GIVEN INFORMATION ->
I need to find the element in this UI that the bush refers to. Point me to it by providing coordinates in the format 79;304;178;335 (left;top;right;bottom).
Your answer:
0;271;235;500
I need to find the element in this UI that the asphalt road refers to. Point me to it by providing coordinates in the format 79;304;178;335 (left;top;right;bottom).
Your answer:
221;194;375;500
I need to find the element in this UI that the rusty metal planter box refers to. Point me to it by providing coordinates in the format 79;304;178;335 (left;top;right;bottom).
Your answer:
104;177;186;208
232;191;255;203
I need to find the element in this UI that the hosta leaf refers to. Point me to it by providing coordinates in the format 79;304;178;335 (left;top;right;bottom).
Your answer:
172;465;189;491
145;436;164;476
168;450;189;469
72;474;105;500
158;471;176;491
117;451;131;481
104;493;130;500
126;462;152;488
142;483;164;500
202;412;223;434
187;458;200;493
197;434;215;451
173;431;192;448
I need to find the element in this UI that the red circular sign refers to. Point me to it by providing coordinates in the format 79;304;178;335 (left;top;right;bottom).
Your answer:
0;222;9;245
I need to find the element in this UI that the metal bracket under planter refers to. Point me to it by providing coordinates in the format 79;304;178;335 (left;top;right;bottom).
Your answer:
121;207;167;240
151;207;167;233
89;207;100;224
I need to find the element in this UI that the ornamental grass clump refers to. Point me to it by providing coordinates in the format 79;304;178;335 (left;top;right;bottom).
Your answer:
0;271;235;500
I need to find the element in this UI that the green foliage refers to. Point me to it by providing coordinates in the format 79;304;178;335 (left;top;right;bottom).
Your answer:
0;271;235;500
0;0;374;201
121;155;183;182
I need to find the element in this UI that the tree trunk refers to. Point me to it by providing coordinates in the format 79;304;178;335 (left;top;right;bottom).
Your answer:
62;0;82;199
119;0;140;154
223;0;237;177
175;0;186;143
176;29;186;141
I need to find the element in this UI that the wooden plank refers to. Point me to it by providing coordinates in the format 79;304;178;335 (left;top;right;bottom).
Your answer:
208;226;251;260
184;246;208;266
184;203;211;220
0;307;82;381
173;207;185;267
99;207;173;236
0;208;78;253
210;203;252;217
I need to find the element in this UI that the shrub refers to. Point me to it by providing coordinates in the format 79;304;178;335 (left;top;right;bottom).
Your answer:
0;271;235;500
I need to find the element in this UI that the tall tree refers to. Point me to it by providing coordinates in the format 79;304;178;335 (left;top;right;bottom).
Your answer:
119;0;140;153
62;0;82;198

WHAT IS BEING ASKED ->
Could you repeat all of the records above word for word, keeping every line unchanged?

RESPONSE TO THE TASK ->
I need to find the element in this UI that the bush refers to. Point me to it by providing coordinates in the format 79;304;178;335 (left;top;right;bottom).
Your answer:
0;271;235;500
I need to find the element in this UI that the asphalt road refers to. Point me to it by providing coordinates in the format 79;304;178;335 (left;top;right;bottom).
Your answer:
221;194;375;500
I need to find the element in this UI that the rusty metal planter box refers to. Point me to it by providing coordinates in the format 79;304;178;335 (left;top;right;bottom).
Your answer:
104;177;186;208
232;191;255;203
I need to find the element in this UI that the hosta leaf refers to. Point me to it by providing coordinates in the format 79;304;178;335 (left;top;right;bottom).
Your answer:
172;465;189;491
145;436;164;476
168;450;189;469
72;474;105;500
158;471;176;491
117;451;131;481
104;493;130;500
126;462;152;488
142;483;164;500
202;412;223;434
187;458;200;493
197;434;215;451
173;431;192;448
I need to find the element in this UI that the red circular sign refers to. Point me to it by providing coordinates in the format 79;304;178;335 (left;top;right;bottom).
Your answer:
0;222;9;245
I need to find the element in this UI that the metal bracket under planter refers to. Point me to it by providing coordinates in the format 79;304;178;335 (left;top;right;bottom).
Your answer:
121;207;167;240
151;207;167;233
89;207;100;224
I need to find the element in this UI that the ornamental grass clump refers to. Point me to it by providing coordinates in the format 79;304;178;335 (left;top;right;bottom).
Your answer:
0;271;235;500
I need to find the element in this UI that the green foliage refers to. Point me to it by providing coordinates in the format 79;304;178;335 (left;top;right;bottom).
Your answer:
0;271;235;500
0;0;374;201
121;155;183;182
I need to find the element in this UI that the tree trunk refers to. Point me to it by providing coordinates in the format 79;304;178;335 (left;top;right;bottom).
Your answer:
62;0;82;199
119;0;140;154
223;0;237;177
175;0;186;143
176;29;186;141
I need to find the element in this UI that the wooden plank refers to. Point me to it by providing coordinates in the format 79;304;178;335 (left;top;right;bottom).
Your answer:
208;226;251;260
184;246;208;266
184;203;211;220
0;307;82;381
173;207;185;267
99;207;173;236
0;208;78;253
210;203;252;217
I need to find the element in this UI that the shrub refers to. Point me to it by providing coordinates in the format 79;304;178;335 (left;top;right;bottom).
Your answer:
0;271;235;500
I need to find the element in this UI that the tall tree refers to. Point me to it by providing coordinates in the format 79;304;178;335 (left;top;right;bottom).
Your answer:
119;0;140;153
62;0;82;198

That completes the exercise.